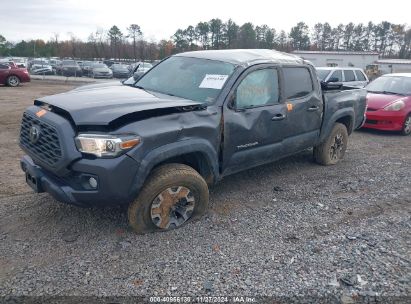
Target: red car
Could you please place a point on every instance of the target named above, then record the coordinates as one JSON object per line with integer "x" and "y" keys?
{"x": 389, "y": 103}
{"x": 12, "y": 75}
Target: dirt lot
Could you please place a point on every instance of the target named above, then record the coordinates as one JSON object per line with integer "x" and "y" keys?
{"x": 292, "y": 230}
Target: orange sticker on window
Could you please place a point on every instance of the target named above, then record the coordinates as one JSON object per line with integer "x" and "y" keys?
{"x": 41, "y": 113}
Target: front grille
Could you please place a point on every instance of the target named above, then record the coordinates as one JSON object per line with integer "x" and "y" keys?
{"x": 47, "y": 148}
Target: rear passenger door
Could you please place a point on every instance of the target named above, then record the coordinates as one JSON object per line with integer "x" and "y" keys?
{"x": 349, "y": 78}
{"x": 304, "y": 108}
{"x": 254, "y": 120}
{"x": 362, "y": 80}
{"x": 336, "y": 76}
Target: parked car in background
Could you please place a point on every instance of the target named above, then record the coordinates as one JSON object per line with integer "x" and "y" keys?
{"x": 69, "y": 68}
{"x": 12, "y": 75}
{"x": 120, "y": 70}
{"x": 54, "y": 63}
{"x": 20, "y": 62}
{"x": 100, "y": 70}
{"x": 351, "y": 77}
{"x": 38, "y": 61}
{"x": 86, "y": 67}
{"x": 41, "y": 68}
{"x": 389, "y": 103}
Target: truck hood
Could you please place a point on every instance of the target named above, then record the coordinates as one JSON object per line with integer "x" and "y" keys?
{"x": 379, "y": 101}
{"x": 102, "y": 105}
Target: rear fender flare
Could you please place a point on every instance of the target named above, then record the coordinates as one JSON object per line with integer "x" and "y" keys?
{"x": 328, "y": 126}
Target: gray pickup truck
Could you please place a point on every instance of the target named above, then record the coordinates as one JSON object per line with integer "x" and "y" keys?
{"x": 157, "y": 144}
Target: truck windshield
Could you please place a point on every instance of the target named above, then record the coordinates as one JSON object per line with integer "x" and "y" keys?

* _Exercise prompt_:
Reproduce the entries above without change, omitting all pictures.

* _Exercise answer_:
Target: red car
Could you please place a point on every instance of the target named above, then record the coordinates as one JSON object per line with integer "x" and "y" keys?
{"x": 389, "y": 103}
{"x": 12, "y": 75}
Target: dirt lot
Could you please place a point on every instance of the target named above, then record the coordinates as one JSON object per line with integer "x" and "y" keys?
{"x": 292, "y": 230}
Target: orange sticker on window
Could you please place a point on every instance of the target named above, then record the coordinates as one JSON object per line with integer "x" and "y" keys?
{"x": 41, "y": 113}
Target: front grille
Could you please place a point on every instance of the target named above, then record the coordinates as one JSON object per line with integer "x" and "y" keys?
{"x": 47, "y": 148}
Target: rear passenger door
Could you please place a point on every instance of the target named above, then record the coordinates as one JSON object per line with integer "x" and "y" keys?
{"x": 349, "y": 78}
{"x": 304, "y": 108}
{"x": 254, "y": 120}
{"x": 362, "y": 80}
{"x": 336, "y": 76}
Target: parked car in background
Could you please place a point on every instance of the target named above, then record the coordinates as one JSON object per line with integer "x" and "y" keys?
{"x": 69, "y": 68}
{"x": 12, "y": 75}
{"x": 120, "y": 70}
{"x": 54, "y": 63}
{"x": 20, "y": 62}
{"x": 100, "y": 70}
{"x": 351, "y": 77}
{"x": 38, "y": 61}
{"x": 86, "y": 67}
{"x": 41, "y": 68}
{"x": 389, "y": 103}
Target: truck hood
Could you please place a point on every instance of the target named above, then record the coordinates as one JSON object per line with integer "x" and "y" keys?
{"x": 379, "y": 101}
{"x": 102, "y": 105}
Target: rear fender flare
Could you please place a point on every instance of the target named above, then record the coordinates as one JSON object per line with integer "x" and "y" keys?
{"x": 328, "y": 126}
Target: gray pickup truck
Could you please place a point on every instance of the target named above, then record the coordinates as one JSON object per line with integer "x" and "y" keys?
{"x": 157, "y": 144}
Target: truck windshield
Could you please place a point on every instance of the target named above, then record the coordinates as one JSON object per line with integer "x" and "y" keys?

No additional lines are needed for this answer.